### EXCERPTED TEXT:
┏━━

Marion Calmer had always thought he “just wanted to be a farmer,” but he’s a true innovator.

In the mid-80s, Calmer started doing on-farm research that ultimately led to his discovery of the yield advantages of narrow-row corn in the mid-90s. That discovery then led Calmer to building the world’s first 15-inch corn head, he recalls. Farm Equipment Editor/Publisher Mike Lessiter sat down with Marion Calmer, owner of Calmer Farms, Calmer Ag Research Center and Calmer Corn Heads and a long-time friend of Lessiter Media founder Frank Lessiter, during the National No-Tillage Conference to film his story.

Marion Calmer is a farmer at heart, and his on-farm research influences his equipment innovations.

The residue buildup problem in the late ‘90s with the onset of Bt corn stalks “led me to designing and manufacturing the Bt Chopper stalk roll and starting up the company that we now call Calmer Corn Heads,” he says.

“We started this thing in the back of our little machine shed,” he says. “The 15-inch corn head was the first thing we built. I did not realize that it was patentable and then found out that I should probably visit with a patent attorney.”

Calmer jokes it’s almost like someone had laid everything out in front of him and all he had to do was execute. His first patent attorney Vince Harsha was retired from Deere & Co. “They called him the Wizard. He was in charge of Deere’s intellectual property department,” he recalls.

After sharing his idea, Vince told Calmer it was patentable, saying “If anybody had done this, I would know about it.”

As Calmer walked out the door, Vince said to him: “I’ve met your kind before. I’m pretty confident that once you learn the train of thought for innovation, and once you learn the system of filing patents and what it takes, you’re just going to continue to come out with inventions and patentable concepts into the future. And it’ll be in the corn harvesting department.”

The farmer in Calmer told him he was wrong — this was a one and done deal. Fast forward to the present and Calmer Corn Heads has 20 different inventions in as many years. Must be why they called Vince the Wizard.

Shortly after the patent was filed Calmer had OEM contracts with both Deere and Case IH. But his invention faced the proverbial “not-invented-here” obstacle at both manufacturers, and an uphill battle with engineers who resented that an outsider might have developed a better design.

He had assumed they’d take what he’d invented and make it better. “Instead,” he says, “they took my toy and broke it, and then I had to go pick up the pieces.”

┗━━

### TASK REQUIREMENTS:
Return the passage of the Marion Calmer article that starts at "Shortly after the" and stops after "a better design.", copied word for word.

[Stored items from a collection]
┏━━

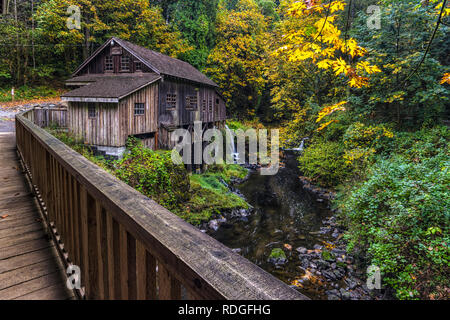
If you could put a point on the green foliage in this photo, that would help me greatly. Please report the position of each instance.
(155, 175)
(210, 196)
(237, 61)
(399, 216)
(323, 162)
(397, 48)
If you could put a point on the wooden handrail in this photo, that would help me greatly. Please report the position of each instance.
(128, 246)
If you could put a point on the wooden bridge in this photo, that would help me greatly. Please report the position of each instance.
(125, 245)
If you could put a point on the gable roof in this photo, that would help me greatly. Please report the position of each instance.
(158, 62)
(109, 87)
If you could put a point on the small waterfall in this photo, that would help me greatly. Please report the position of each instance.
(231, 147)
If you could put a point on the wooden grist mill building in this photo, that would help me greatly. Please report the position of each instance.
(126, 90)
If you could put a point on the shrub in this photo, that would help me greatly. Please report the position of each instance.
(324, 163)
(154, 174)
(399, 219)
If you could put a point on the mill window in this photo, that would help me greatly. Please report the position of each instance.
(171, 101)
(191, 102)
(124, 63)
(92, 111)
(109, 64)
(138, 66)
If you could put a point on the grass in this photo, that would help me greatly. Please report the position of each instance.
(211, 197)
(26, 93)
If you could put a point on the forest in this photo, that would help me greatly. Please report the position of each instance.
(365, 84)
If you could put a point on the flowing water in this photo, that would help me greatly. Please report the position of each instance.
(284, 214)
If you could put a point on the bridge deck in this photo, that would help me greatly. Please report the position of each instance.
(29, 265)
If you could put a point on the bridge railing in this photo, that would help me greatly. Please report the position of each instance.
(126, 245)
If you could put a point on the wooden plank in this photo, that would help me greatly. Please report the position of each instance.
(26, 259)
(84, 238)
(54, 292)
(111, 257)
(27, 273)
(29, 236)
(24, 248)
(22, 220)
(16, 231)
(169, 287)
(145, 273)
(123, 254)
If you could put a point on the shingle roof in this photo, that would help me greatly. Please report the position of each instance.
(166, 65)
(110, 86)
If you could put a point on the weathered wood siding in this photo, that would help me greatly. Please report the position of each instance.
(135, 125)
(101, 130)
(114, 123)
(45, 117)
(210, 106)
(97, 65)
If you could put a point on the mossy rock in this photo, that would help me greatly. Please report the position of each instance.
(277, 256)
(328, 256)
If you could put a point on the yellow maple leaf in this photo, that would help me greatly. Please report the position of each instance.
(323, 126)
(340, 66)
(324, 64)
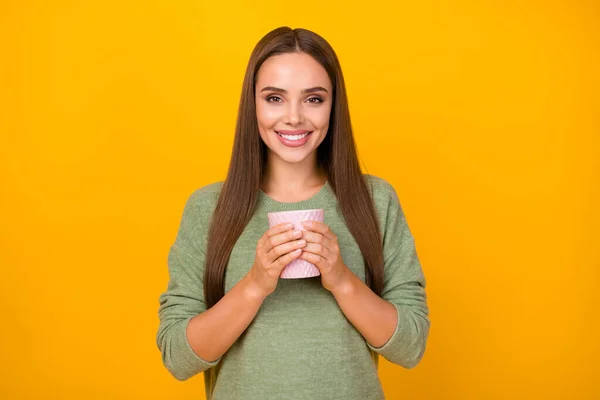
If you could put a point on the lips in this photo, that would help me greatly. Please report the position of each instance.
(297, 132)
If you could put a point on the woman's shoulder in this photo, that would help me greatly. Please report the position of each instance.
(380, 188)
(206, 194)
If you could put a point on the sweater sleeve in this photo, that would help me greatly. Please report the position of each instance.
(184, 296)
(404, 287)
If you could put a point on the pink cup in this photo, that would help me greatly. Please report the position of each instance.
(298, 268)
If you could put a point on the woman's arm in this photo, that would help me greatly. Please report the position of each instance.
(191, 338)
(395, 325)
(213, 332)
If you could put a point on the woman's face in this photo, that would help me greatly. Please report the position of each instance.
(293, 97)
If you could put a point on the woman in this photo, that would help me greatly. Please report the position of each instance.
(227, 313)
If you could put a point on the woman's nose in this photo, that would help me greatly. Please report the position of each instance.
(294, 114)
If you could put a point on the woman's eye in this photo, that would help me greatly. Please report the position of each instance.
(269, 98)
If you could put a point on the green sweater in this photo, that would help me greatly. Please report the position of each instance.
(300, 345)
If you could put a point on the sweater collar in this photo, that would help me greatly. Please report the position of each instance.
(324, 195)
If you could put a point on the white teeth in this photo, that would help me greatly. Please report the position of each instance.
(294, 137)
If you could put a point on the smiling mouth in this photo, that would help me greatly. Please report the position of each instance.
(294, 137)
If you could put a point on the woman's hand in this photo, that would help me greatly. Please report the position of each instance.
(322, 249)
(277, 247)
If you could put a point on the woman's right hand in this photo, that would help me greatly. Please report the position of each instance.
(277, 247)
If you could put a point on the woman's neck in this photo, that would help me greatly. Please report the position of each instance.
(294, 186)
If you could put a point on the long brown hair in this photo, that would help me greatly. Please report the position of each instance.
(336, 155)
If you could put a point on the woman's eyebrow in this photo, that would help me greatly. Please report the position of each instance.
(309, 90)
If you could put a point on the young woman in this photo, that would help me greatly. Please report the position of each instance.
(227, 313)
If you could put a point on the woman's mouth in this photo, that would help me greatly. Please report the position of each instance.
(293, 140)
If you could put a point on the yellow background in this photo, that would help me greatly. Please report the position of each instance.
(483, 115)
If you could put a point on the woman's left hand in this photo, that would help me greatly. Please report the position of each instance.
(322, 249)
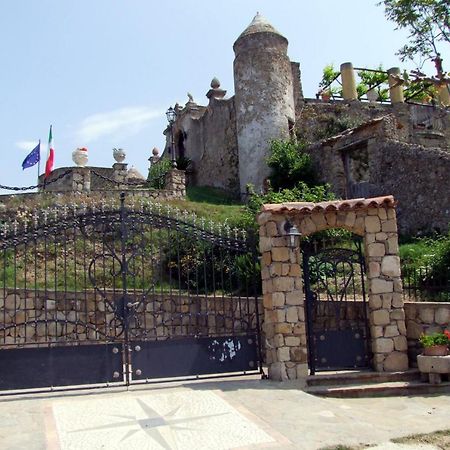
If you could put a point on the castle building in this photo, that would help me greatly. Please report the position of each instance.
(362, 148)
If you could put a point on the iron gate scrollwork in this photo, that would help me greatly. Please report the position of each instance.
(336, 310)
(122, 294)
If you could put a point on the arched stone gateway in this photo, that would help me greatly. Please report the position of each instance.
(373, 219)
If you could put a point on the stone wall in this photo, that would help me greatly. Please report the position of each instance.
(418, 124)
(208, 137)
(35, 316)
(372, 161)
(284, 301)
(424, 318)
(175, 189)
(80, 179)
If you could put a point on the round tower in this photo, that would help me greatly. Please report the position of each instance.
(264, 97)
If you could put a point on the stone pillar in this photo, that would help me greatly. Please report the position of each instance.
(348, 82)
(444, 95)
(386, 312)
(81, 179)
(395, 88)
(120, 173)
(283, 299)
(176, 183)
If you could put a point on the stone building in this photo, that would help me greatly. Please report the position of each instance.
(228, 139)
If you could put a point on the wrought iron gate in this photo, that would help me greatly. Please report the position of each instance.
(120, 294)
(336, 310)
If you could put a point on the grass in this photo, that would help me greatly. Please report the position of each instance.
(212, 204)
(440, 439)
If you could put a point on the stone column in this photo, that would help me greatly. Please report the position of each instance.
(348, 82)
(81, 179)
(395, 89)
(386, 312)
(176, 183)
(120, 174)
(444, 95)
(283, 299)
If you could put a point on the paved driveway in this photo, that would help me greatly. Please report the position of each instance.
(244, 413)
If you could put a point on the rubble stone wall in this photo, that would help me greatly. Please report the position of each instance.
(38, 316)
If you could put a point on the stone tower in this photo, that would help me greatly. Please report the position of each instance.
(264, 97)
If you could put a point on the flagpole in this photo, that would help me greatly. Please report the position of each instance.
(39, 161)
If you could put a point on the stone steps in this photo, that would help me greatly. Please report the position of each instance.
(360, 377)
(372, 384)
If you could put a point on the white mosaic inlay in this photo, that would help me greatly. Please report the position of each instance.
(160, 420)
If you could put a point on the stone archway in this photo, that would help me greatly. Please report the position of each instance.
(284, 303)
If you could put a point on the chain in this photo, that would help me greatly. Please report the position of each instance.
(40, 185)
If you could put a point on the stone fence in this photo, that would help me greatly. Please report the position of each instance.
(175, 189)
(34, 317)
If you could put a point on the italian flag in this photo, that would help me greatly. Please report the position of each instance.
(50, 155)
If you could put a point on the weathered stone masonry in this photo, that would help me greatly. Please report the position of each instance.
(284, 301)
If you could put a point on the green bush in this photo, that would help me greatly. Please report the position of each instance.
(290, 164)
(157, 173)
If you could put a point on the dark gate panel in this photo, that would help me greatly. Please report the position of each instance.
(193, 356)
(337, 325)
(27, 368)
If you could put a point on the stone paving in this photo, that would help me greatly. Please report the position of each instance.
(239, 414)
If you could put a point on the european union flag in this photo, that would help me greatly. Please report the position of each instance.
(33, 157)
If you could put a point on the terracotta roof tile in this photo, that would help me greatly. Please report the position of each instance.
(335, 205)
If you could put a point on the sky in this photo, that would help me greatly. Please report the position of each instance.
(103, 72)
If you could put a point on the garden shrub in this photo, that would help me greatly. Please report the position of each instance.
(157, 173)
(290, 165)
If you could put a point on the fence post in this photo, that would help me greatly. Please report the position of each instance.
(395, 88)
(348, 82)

┗━━
┏━━

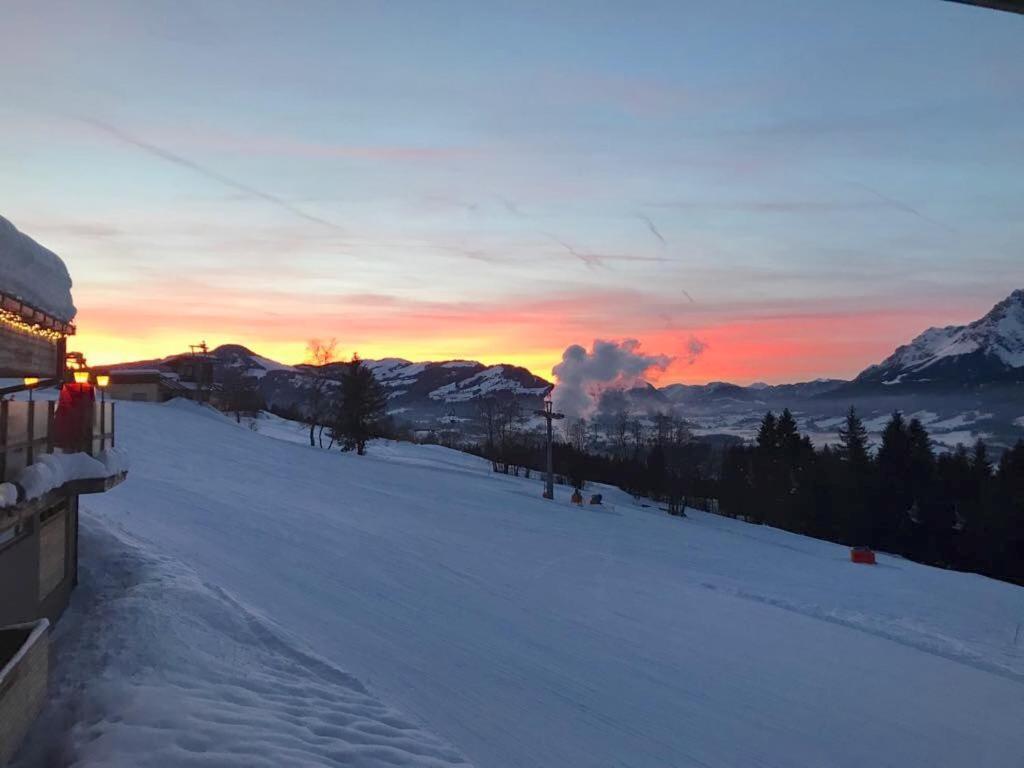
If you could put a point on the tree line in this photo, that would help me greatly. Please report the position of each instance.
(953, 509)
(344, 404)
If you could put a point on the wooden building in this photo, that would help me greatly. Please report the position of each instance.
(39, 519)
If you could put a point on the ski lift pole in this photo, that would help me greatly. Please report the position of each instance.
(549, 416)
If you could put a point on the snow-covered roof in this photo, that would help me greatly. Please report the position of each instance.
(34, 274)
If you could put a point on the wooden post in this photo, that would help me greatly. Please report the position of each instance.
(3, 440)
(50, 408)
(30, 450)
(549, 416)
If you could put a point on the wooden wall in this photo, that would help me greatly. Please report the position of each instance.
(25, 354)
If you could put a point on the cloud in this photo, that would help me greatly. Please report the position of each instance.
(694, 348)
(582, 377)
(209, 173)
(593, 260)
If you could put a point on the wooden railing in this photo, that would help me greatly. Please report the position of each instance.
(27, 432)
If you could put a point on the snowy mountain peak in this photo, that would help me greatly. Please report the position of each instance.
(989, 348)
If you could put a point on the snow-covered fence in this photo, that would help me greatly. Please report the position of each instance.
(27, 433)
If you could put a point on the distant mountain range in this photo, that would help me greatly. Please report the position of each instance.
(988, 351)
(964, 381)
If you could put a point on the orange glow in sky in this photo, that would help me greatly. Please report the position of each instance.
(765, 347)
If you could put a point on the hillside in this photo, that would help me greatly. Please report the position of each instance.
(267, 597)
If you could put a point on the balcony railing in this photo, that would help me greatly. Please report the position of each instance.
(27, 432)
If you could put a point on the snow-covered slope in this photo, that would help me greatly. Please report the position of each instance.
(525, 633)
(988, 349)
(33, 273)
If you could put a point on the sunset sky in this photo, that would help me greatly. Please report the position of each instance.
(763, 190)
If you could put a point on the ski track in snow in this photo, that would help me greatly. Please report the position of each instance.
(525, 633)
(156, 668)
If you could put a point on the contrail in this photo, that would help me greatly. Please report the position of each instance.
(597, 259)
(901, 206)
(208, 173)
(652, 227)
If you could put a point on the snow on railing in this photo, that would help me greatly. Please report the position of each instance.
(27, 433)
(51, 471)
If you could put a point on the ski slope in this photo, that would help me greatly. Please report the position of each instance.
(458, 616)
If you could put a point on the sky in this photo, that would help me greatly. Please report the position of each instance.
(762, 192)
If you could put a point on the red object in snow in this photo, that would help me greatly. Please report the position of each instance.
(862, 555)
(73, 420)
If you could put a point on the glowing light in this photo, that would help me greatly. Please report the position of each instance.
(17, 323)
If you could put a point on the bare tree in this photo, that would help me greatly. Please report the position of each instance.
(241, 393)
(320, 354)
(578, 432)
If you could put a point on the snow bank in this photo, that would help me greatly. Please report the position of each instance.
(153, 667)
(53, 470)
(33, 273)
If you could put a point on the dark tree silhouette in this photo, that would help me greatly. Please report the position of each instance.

┗━━

### OUTPUT OF THE EXERCISE:
Shortly after the patent was filed Calmer had OEM contracts with both Deere and Case IH. But his invention faced the proverbial “not-invented-here” obstacle at both manufacturers, and an uphill battle with engineers who resented that an outsider might have developed a better design.